## Texte à lire
* * * * * * * * *

MJB-VF
COUR D'APPEL DE BASSE-TERRE
CHAMBRE SOCIALE ARRET No 421 DU VINGT CINQ NOVEMBRE DEUX MILLE TREIZE
AFFAIRE No : 10/ 01595
Décision déférée à la Cour : jugement du Conseil de Prud'hommes de POINTE A PITRE du 4 mars 2010- Section Industrie.
APPELANTE
SARL T. T. M Rue Alfred Lumière Zone Industrielle de Jarry 97122 BAIE-MAHAULT Représentée par Maître Sully LACLUSE (Toque 2) substitué par Maître WINTER, avocat au barreau de la GUADELOUPE
INTIMÉ
Monsieur Justin, Yves X...... 97160 LE MOULE Comparant en personne Ayant pour conseil Maître Myriam PONREMY (Toque 78), avocat au barreau de la GUADELOUPE
COMPOSITION DE LA COUR :
L'affaire a été débattue le 7 octobre 2013, en audience publique, devant la Cour composée de :
M. Bernard ROUSSEAU, président de chambre, président, Mme Françoise GAUDIN, conseiller, Mme Marie-Josée BOLNET, conseiller, qui en ont délibéré.
Les parties ont été avisées à l'issue des débats de ce que l'arrêt sera prononcé par sa mise à disposition au greffe de la cour le 18 novembre 2013, date à laquelle le prononcé de l'arrêt a été prorogé au 25 novembre 2013.
GREFFIER Lors des débats Madame Juliette GERAN, Adjointe Administrative Principale, faisant fonction de greffier.
ARRET :
Contradictoire, prononcé publiquement par mise à disposition de l'arrêt au greffe de la cour, les parties en ayant été préalablement avisées conformément à l'article 450 al 2 du CPC. Signé par M. Bernard ROUSSEAU, président de chambre, président, et par Madame Valérie FRANCILLETTE, greffier, à laquelle la décision a été remise par le magistrat signataire.
FAITS ET PROCÉDURE
Par arrêt avant-dire droit du 15 mars 2012 auquel il convient de se reporter pour plus ample exposé des faits, de la procédure, des prétentions et moyens des parties, la cour a sursis à statuer sur les demandes des parties, a ordonné la réouverture des débats à l'audience du 4 juin 2012 à 14 heures 30 en invitant celles-ci à s'expliquer sur le rattachement du métier de chauffeur de M. X...aux catégories et qualification professionnelles prévues par la convention collective départementale " IDCC : 2328- Bâtiment et travaux publics de la Guadeloupe et des dépendances du 28 février 2002 " étendue par arrêtés du 20 juillet 2004 et du 18 juillet 2006, après avoir pris soin d'échanger préalablement, dans le respect du principe du contradictoire, les nouvelle pièces justifiant à ce titre leurs positions, précisé que la convocation des parties à l'audience de renvoi sera assurée par la notification de la décision et a réservé les dépens.

* * * * * * * * *

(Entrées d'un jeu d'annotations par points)
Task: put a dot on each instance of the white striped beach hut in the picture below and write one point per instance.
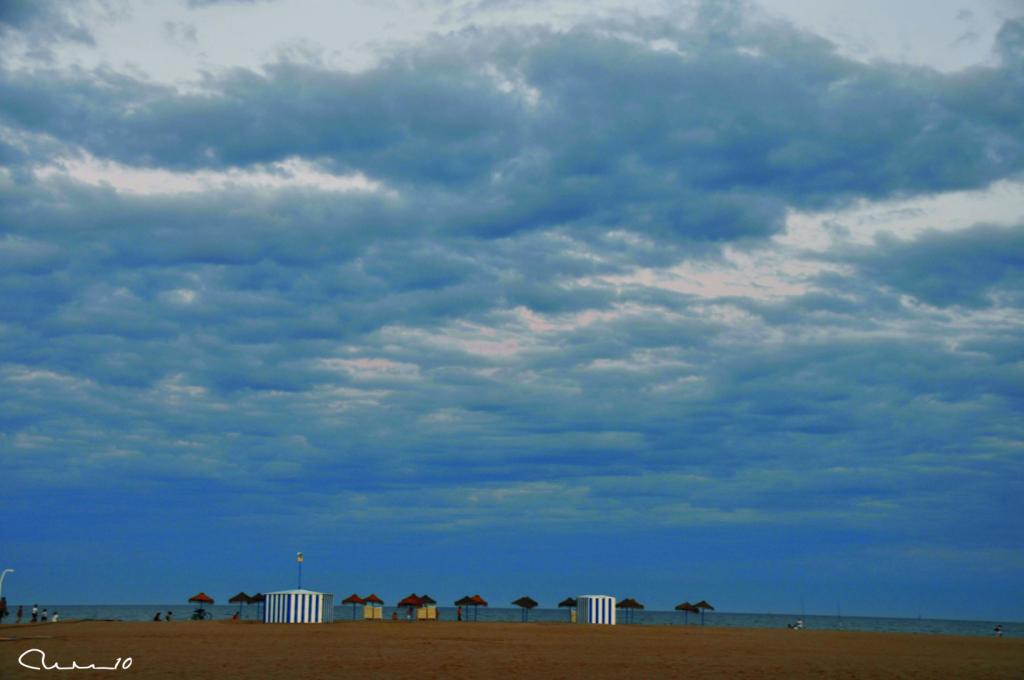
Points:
(596, 609)
(298, 606)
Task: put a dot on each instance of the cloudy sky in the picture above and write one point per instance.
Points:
(688, 300)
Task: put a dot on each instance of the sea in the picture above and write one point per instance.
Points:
(639, 618)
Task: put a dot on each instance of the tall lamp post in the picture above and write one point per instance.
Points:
(2, 577)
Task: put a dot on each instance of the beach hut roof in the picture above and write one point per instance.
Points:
(525, 601)
(297, 591)
(413, 600)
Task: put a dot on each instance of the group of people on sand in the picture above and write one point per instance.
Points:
(37, 617)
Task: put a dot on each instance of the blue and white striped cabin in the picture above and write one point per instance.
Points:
(298, 606)
(596, 609)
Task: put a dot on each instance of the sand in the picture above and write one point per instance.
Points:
(434, 649)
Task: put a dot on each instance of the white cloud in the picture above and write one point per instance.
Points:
(291, 173)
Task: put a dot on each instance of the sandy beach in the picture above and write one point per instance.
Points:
(387, 649)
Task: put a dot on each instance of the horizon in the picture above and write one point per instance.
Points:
(721, 299)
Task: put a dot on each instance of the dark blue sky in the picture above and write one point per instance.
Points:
(682, 304)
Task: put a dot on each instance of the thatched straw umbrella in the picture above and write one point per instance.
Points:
(474, 601)
(240, 599)
(702, 604)
(526, 603)
(686, 608)
(630, 605)
(201, 598)
(353, 599)
(430, 604)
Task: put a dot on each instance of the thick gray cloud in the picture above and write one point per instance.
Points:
(979, 266)
(472, 341)
(523, 130)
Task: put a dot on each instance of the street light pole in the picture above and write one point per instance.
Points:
(2, 576)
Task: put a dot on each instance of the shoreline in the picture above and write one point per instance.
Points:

* * * * * * * * *

## Tâche brève A
Répondez aux questions suivantes à partir de l'arrêt de la cour d'appel :
(i) À quelle date l'affaire a-t-elle été débattue en audience publique ?
(ii) Quelle juridiction a rendu la décision déférée à la Cour, et à quelle date ?
(iii) À quelle audience l'arrêt avant-dire droit du 15 mars 2012 a-t-il ordonné la réouverture des débats ?
## Tâche brève B
Poursuivez la rédaction de l'arrêt de la cour d'appel à la suite de sa dernière phrase.

## Résultat de l'exercice A
(i) Le 7 octobre 2013.
(ii) Le Conseil de Prud'hommes de POINTE A PITRE (section Industrie), le 4 mars 2010.
(iii) À l'audience du 4 juin 2012 à 14 heures 30.

## Résultat de l'exercice B
A l'audience de renvoi, n'étant pas en état d'être jugée, l'affaire a été renvoyée à l'audience de mise en état du 19 novembre 2012.
Après plusieurs renvois successifs, le dossier a été appelé à l'audience des plaidoiries du 07 octobre 2013.
Par conclusions déposées le 07 juin 2012 et soutenues oralement, la société TTM demande à la cour de dire que la qualification à laquelle peut prétendre M. X...au regard de la convention collective " Bâtiment et travaux publics de la Guadeloupe et des dépendances du 28 février 2002 " est celle d'ouvrier d'exécution (OE) position 1 et d'accorder une suite favorable à l'ensemble de ses demandes au regard de ses précédentes écritures.
Elle indique que la grille de classification des ouvriers du Bâtiment et des Travaux Publics de la Guadeloupe comporte quatre niveaux d'emplois, définis par les critères suivants :- contenu de l'activité et responsabilité dans l'organisation du travail,- autonomie et initiative,- technicité,- formation adaptation et expérience,
que la qualification d'ouvrier d'exécution (OE) position 1 se définit ainsi : Les ouvriers de niveau I/ 1 effectuent des travaux de simple exécution, ne nécessitant pas de connaissances particulières, selon des consignes précises et faisant l'objet d'un contrôle constant. Les emplois de ce niveau demandent une simple adaptation aux conditions générales de travail de l'environnement. Cette position est une position d'accueil pour les ouvriers n'ayant ni formation, ni spécialisation professionnelle.
Par conclusions déposés le 16 avril 2013 (dossier de plaidoirie), M. X...demande à la cour, par la voie de son avocat, d'ordonner à la SARL TTM de produire réellement le texte de la convention collective applicable à sa situation avec l'indication de la grille des salaires correspondant à sa qualification.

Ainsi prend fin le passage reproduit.